INFORMATION PROVIDED:
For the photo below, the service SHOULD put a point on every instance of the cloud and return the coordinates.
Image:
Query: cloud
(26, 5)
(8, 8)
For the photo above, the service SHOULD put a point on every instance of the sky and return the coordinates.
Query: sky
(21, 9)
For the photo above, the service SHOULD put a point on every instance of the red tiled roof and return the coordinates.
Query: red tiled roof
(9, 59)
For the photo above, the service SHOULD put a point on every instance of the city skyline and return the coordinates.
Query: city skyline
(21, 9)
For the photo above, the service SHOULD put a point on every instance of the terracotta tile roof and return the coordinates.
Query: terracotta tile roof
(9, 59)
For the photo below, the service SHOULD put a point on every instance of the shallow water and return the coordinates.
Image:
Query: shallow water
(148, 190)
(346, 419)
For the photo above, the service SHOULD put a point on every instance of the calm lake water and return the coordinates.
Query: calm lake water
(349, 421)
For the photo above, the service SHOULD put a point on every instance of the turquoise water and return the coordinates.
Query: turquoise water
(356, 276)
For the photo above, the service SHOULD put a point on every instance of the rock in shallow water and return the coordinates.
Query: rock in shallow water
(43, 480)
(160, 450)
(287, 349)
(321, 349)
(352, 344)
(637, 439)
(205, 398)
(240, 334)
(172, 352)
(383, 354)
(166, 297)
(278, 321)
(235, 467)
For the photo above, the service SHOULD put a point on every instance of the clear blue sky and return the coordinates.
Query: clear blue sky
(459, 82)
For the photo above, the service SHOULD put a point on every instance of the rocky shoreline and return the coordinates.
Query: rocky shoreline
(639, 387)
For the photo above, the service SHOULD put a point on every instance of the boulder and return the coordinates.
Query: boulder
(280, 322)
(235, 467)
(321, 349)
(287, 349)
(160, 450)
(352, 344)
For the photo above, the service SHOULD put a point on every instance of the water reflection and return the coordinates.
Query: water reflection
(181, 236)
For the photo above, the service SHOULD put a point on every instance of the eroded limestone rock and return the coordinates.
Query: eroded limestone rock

BRIEF: Arrange every line of the listing above as a Markdown table with two columns, Row and Text. Number each line in Row, put the line itself in Text, and skip blank lines.

FULL ANSWER:
| Row | Text |
|---|---|
| 1 | For the photo below, the service SHOULD put a point on every instance of the cloud and return the coordinates. |
| 2 | Image: |
| 3 | Query: cloud |
| 4 | (26, 5) |
| 5 | (8, 8) |
| 6 | For the photo above, the service SHOULD put a point on every instance of the sky and return the coordinates. |
| 7 | Query: sky |
| 8 | (21, 9) |
| 9 | For the photo above, the service SHOULD put a point on every instance of the red tiled roof and return the coordinates. |
| 10 | Query: red tiled roof |
| 11 | (9, 59) |
| 12 | For the photo above, the service SHOULD put a point on every instance of the city skyline and return the coordinates. |
| 13 | Query: city skyline |
| 14 | (21, 9) |
| 15 | For the photo above, the service SHOULD put a point on every instance of the terracotta tile roof and return the coordinates. |
| 16 | Query: terracotta tile roof |
| 17 | (9, 59) |
| 18 | For the photo below, the service SHOULD put a point on every instance of the shallow water and return the coordinates. |
| 19 | Image: |
| 20 | Query: shallow water |
| 21 | (148, 190) |
| 22 | (346, 419) |
| 23 | For the photo above, the service SHOULD put a point on every instance of the calm lake water and return the coordinates. |
| 24 | Query: calm lake water |
| 25 | (349, 421) |
| 26 | For the photo above, the service SHOULD put a point on every instance of the turquoise water and return the coordinates. |
| 27 | Query: turquoise water |
| 28 | (356, 276) |
| 29 | For the photo above, the service SHOULD put a point on every instance of the rock in shallow water and return the coordinates. |
| 30 | Query: rock in shallow water |
| 31 | (43, 480) |
| 32 | (160, 450) |
| 33 | (287, 349) |
| 34 | (321, 349) |
| 35 | (352, 344) |
| 36 | (637, 439) |
| 37 | (205, 398) |
| 38 | (240, 334) |
| 39 | (172, 352) |
| 40 | (383, 354) |
| 41 | (166, 297) |
| 42 | (278, 321) |
| 43 | (235, 467) |
| 44 | For the photo above, the service SHOULD put a point on every instance of the clear blue sky and return the coordinates. |
| 45 | Query: clear blue sky |
| 46 | (459, 82) |
| 47 | For the photo above, the service SHOULD put a point on every instance of the rocky shoreline and return the coordinates. |
| 48 | Query: rocky shoreline |
| 49 | (639, 387) |
| 50 | For the photo above, the service SHOULD put a point on every instance of the boulder and return the coordinates. |
| 51 | Query: boulder |
| 52 | (280, 322) |
| 53 | (235, 467) |
| 54 | (321, 349) |
| 55 | (287, 349) |
| 56 | (160, 450) |
| 57 | (352, 344) |
| 58 | For the photo above, the service SHOULD put a point on every instance of the water reflection and return the coordinates. |
| 59 | Query: water reflection |
| 60 | (181, 236) |
| 61 | For the photo above, the service SHOULD put a point on every instance of the eroded limestone rock and return the coordinates. |
| 62 | Query: eroded limestone rock |